┌──

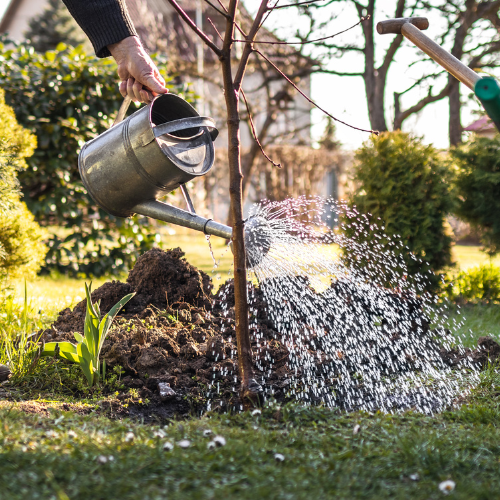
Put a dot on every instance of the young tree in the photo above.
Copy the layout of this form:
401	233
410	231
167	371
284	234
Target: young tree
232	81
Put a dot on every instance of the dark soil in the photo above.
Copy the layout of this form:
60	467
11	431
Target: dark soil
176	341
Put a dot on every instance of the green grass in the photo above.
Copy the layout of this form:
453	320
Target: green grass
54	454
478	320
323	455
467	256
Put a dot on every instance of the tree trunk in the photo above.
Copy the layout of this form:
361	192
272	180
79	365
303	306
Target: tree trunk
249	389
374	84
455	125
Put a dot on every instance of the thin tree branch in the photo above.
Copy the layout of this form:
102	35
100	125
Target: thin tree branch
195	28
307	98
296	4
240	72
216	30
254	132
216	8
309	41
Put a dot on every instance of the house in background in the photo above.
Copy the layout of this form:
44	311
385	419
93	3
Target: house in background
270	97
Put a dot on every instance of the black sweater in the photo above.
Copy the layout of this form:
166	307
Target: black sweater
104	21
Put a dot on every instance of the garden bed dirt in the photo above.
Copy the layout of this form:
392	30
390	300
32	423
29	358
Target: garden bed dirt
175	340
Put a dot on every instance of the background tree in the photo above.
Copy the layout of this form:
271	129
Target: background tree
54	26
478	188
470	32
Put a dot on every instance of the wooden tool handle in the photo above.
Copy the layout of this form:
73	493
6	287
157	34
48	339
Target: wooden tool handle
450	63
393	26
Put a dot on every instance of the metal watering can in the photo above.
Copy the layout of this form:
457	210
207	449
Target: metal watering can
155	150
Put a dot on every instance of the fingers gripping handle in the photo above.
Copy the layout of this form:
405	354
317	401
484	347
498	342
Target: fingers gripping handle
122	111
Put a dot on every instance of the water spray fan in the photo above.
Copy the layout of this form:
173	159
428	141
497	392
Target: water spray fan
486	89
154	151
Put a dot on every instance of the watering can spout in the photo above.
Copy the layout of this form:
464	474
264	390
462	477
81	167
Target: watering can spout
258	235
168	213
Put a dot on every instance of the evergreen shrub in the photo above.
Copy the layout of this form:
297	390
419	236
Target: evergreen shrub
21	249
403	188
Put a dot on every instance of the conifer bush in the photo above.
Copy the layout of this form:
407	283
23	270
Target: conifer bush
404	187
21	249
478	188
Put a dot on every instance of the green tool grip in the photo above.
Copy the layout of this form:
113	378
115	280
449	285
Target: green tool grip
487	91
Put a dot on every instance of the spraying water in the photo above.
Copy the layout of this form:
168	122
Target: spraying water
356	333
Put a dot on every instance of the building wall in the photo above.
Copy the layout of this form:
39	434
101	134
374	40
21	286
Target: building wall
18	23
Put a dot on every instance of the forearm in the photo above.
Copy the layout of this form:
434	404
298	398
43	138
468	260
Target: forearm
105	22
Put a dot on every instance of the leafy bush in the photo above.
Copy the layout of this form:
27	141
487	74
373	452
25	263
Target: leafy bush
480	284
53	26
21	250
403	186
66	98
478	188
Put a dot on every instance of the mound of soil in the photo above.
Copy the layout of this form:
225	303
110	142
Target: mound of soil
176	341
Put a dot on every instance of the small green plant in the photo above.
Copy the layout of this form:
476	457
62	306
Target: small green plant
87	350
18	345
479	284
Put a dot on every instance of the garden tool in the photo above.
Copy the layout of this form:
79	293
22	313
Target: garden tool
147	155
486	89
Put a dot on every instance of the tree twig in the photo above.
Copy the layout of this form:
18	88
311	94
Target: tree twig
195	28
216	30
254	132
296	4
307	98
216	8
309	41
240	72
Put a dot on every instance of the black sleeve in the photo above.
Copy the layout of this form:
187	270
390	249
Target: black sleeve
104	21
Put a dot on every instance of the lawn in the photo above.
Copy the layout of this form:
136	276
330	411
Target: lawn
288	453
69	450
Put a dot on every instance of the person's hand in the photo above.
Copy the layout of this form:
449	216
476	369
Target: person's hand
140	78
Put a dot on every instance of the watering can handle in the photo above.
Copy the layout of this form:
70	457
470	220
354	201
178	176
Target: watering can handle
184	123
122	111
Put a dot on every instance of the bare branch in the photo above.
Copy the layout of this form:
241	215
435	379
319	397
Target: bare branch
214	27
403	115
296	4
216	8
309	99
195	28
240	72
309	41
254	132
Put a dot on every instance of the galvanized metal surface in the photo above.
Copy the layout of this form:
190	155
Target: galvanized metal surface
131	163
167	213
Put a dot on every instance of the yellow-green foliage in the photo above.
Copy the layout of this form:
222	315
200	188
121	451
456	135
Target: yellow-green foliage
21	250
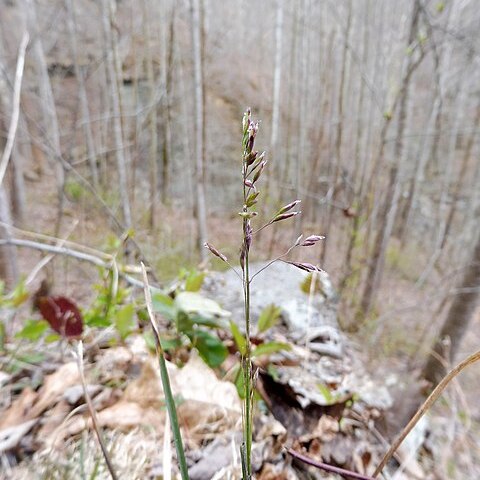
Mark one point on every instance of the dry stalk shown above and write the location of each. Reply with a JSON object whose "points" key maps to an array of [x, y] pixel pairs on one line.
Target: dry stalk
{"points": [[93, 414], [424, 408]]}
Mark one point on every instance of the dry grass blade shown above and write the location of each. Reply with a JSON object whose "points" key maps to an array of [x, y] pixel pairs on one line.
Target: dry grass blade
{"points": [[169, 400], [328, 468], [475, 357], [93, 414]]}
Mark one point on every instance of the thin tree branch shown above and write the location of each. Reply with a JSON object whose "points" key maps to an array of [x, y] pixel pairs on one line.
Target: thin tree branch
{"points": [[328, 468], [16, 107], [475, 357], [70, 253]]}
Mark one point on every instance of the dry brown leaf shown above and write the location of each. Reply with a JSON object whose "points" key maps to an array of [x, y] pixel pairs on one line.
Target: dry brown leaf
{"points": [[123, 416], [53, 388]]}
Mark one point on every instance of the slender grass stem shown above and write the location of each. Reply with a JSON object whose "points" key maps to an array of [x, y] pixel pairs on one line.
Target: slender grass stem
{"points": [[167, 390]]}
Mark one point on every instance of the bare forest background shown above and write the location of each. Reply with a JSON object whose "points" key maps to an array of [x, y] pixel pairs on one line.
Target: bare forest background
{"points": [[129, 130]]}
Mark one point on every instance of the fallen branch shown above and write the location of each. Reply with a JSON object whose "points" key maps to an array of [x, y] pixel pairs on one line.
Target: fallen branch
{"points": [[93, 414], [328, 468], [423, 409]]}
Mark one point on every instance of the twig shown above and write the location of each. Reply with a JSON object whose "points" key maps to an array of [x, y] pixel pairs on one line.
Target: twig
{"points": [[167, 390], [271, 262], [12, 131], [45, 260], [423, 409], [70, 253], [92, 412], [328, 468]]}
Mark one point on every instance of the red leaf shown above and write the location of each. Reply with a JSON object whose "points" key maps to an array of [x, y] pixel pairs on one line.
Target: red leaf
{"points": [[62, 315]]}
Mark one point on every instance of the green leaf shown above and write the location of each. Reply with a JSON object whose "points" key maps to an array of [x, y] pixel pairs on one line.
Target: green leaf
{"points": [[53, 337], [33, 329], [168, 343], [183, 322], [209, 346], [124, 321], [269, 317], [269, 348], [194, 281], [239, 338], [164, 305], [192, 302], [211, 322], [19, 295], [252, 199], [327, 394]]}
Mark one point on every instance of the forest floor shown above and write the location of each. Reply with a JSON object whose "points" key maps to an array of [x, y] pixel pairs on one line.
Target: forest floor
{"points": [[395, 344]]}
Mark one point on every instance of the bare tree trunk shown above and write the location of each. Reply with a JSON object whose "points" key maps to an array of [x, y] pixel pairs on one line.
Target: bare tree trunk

└──

Quote only the lines from the line containing "Mark one point on every instance of the fallen" through the end of the listing, please, keeping both the first and the last line.

#### [Exercise response]
Mark one point on every instance of the fallen branch shown above and write the location of each. Reply with a JSON object whose "points" key maps to an array of [x, y] pixel pairs on one line.
Target: fallen branch
{"points": [[93, 414], [328, 468], [423, 409]]}
Mark one point on every instance of the twig shown above and write the location of each. Reply with a JSON object whose "points" key maps to an array of [x, y] pixel pairs on one line.
Target: twig
{"points": [[167, 390], [271, 262], [12, 131], [45, 260], [423, 409], [70, 253], [92, 412], [328, 468]]}
Mark one point on every instance of the red leaf shown above and write the location of each. Reply with a JSON object whose "points" key maps to an array of [x, y] pixel pairs on one line.
Target: red leaf
{"points": [[62, 315]]}
Mark one point on every instance of the green leaf shown above and write the location of each. Reply with a JSON object whose "points" key maps to an array of [x, y] pixel pairs on one line.
Target: green leaf
{"points": [[53, 337], [33, 329], [168, 343], [183, 322], [209, 346], [124, 321], [269, 317], [269, 348], [194, 281], [239, 338], [164, 305], [192, 302], [211, 322], [19, 295], [252, 199], [327, 394]]}
Mark one point on every instance of the forest floor shown above and write the location of each. Reply with a JSON object whose "points" key maps to an array of [x, y] pixel pairs on one line.
Target: forest floor
{"points": [[395, 344]]}
Mark one point on every instance of the bare tree trunk shown above and write the location of each. Reply with a JSON object whose "points" key maps to an array of [x, y] pixel pairs on one line.
Target: bare tree trunk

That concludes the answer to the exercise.